══ RECORDS TO USE
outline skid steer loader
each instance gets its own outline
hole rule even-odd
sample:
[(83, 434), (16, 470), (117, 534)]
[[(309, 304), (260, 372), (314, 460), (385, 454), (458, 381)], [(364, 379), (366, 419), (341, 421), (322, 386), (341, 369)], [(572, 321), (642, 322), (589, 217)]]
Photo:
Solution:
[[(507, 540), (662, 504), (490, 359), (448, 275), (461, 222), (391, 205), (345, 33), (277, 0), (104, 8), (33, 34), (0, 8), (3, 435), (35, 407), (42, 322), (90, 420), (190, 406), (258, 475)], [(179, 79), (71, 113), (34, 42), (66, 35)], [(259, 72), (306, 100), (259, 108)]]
════
EXERCISE INSTRUCTIONS: Please rewrite the rows with "skid steer loader" swapped out for "backhoe loader" wherever it occurs, leaving everything else as it is.

TASK SOLUTION:
outline backhoe loader
each instance gets its own outline
hole rule even-odd
sample:
[(83, 434), (16, 470), (117, 534)]
[[(309, 304), (260, 372), (314, 460), (385, 454), (458, 381)], [(364, 379), (366, 419), (341, 421), (322, 386), (341, 369)], [(572, 321), (642, 322), (589, 217)]]
Photo:
Solution:
[[(507, 540), (662, 504), (490, 359), (448, 275), (461, 222), (391, 205), (345, 33), (277, 0), (104, 8), (33, 34), (0, 8), (3, 435), (35, 407), (42, 322), (90, 420), (190, 406), (258, 475)], [(179, 79), (71, 113), (34, 42), (66, 35)], [(259, 72), (306, 100), (259, 108)]]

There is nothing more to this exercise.